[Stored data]
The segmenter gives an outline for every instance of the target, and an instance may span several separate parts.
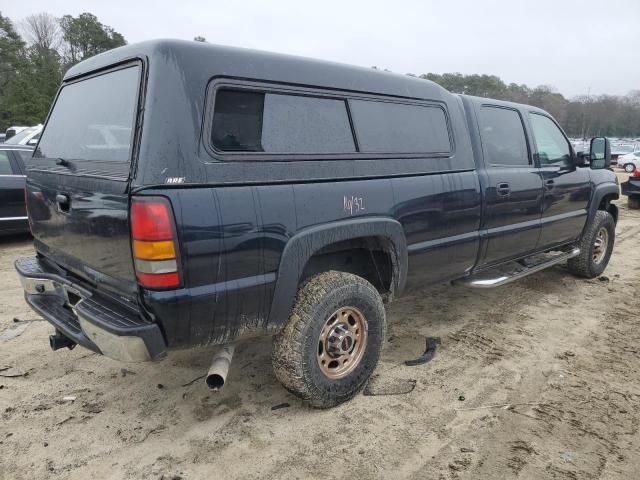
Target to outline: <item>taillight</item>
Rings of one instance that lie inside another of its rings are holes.
[[[631,175],[632,177],[640,177],[640,169],[636,168],[633,171],[633,175]]]
[[[157,290],[180,286],[175,222],[166,198],[132,198],[131,246],[141,286]]]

Assignment:
Leave the pictures out and reproduce all of the records exactly.

Written response:
The segmenter gives an outline for every instance of the target, and an instance may span several separate parts.
Target to outline: <item>taillight</item>
Rings of one instance that lie inside another of its rings are holes.
[[[631,175],[632,177],[640,177],[640,169],[636,168],[633,171],[633,175]]]
[[[157,290],[180,286],[175,222],[166,198],[132,198],[131,246],[141,286]]]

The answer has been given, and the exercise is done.